* _WHAT TO WORK ON_:
[1] According to the text on sailboat freeboard, what was Murrelet named after?
[2] In the freeboard text, rewrite the passage starting with "Low freeboard sailiing" and going on through "heel under sail.", with "Murrelet" changed to "my cruiser".
[3] Carry the piece on sailboat freeboard forward from its last sentence.

* _DOCUMENT_:
------------------------------------------------------------------------

High freeboard improves buoyancy with no decrease in hull speed. Sailboats at rest with low freeboard only look faster than many of their high freeboard counterparts. Unless the boat has the general shape of a log, the heel of the vessel increases the freeboard presented to the wind. High freeboard presented to the wind when heeled can cause excessive lateral drift which results in more tacks during an upwind race.
In my cruiser, it takes a lot of wind (17 MPH +) to observe lateral drift when close hauled. When close, the freeboard presented to the wind is minimal. That plus the fact that Mac26x cruisers have about the same amount of freeboard as a Catalina 30 has me convinced that the freeboard in my vessel does not slow her down. Murrelet got her name from the marbled Murrelet a small sea bird that rides high when in the water. You do notice the high freeboard my cruiser.
It is a waste of time to try to update a duck. A duck is naturally beautiful with simple lines. If you (modify it) then you will only have proven to the world that you were blind to its simple beauty in the first place.
Ference Mate Best Boats To Build Or Buy pg 78 One For The Eyes BCC
Low freeboard made sense during the age of marine hunting when it facilitated the work necessary to process the catch or to row. But with low freeboard a modest amount of heel will put the rail under the water. This slows the vessel down considerably and in the extreme can sink the vessel. It is a safety issue.
Low freeboard sailiing vessels are considered appropriate for inland protected waters. These vessels are fine for pleasure use. Pleasure boats – by definition – are toys, and they are not expected to be operated outside of the bath tub environment of a small lake or bay. I do not consider Murrelet a toy. She is a recreational vessel designed specifically for ocean use with appropriate freeboard for that purpose. In addition, and unlike some sailboats sold for ocean use that have low freeboard when at rest, the freeboard on Murrelet and her kind does not vary much when on heel under sail.

------------------------------------------------------------------------

* _DATA EXTRACT_:
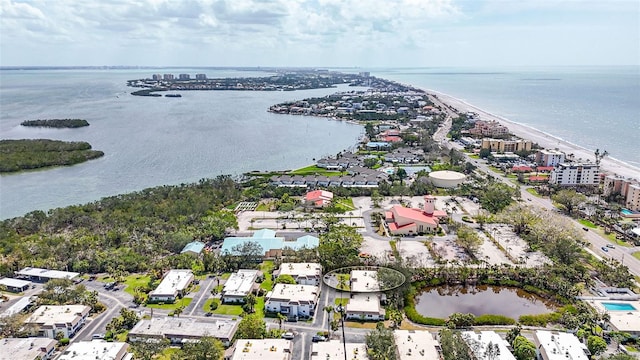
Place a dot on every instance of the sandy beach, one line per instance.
(608, 164)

------------------------------------------------------------------------

* _THE RESPONSES_:
[1] The marbled Murrelet, a small sea bird that rides high in the water.

[2]
Low freeboard sailiing vessels are considered appropriate for inland protected waters. These vessels are fine for pleasure use. Pleasure boats – by definition – are toys, and they are not expected to be operated outside of the bath tub environment of a small lake or bay. I do not consider my cruiser a toy. She is a recreational vessel designed specifically for ocean use with appropriate freeboard for that purpose. In addition, and unlike some sailboats sold for ocean use that have low freeboard when at rest, the freeboard on my cruiser and her kind does not vary much when on heel under sail.

[3]
A few years after purchasing Murrelet, a group including my sister and her husband and my wife and I chartered a couple of 40 foot monohulls for a few weeks of racing and cruising in the British Virgin Islands. The Florida based Beneteau 402 center cockpit sloops were built in South Carolina specifically for the hot climate prevalent to their cruising grounds. In my opinion, the freeboard was determined by the layout of the interior of the vessels with the notion that head room would contribute to ventilation. We discovered in sort order that the vessels were human steam oven’s nonetheless. Unfortunately the center cockpit was two small for laying down (as is the Ms), so we made due below decks as best we could. The notion that cruising vessels have higher freeboard because of the need for ventilation did not hold up to our observations. It is not possible to have enough freeboard in a cruising sail boat to generate the head room needed for ventilation in the humid tropics, unless perhaps if the deck is made of porous wood. And of course excessive freeboard can be a problem.
For a sailboat, low freeboard on the lee side can cause flooding. But the high freeboard on the windward side can also be used like a lever by the wind to flip the vessel over (an obvious stability concern for a multihull). In a moderate or strong wind, a cabin cruiser can be very difficult to maneuver owing to the amount of wind that hits its hull. In 2003 Murrelet was Shilshole shuffeled to a slip providing a grand view of this issue.
The Shilshole shuffel is the term applied at the Shilshole Marina to describe frequent but often temporary changes in slip assignments owing to the difficulty of managing sub leases. If I were running things sub leases would not be allowed but in anycase I so enjoy watching large underpowered cabin cruisers and even sailboats pull up for fuel and depart when the wind is blowing, that my shuffel was made permanent.
The desirability of a real engine, rather than a sailboat kicker on a cruiser with freeboard worthy of ocean craft was obvious from Murrelet’s 2003 summer-post-shuffel perch. Owing to what happens in windy conditions, you do not want a cockpit enclosure rigged on a vessel that is under powered. I will not soon forget the large cabin cruiser that had to exit Shilshole about the down wind breakwater, the captain complaining that the fully enclosed vessel just would not turn upwind in the amount of harbor available. The following X cruiser has been fitted out with a full cockpit enclosure.
The Wind’s enclosure, while providing ventilated sleeping quarters for a couple of crew larger than 6 foot tall does not allow the boat operator to stand upright behind the wheel as would be the case if the enclosure extended past the backstay or the boom were higher as on the Mac26M.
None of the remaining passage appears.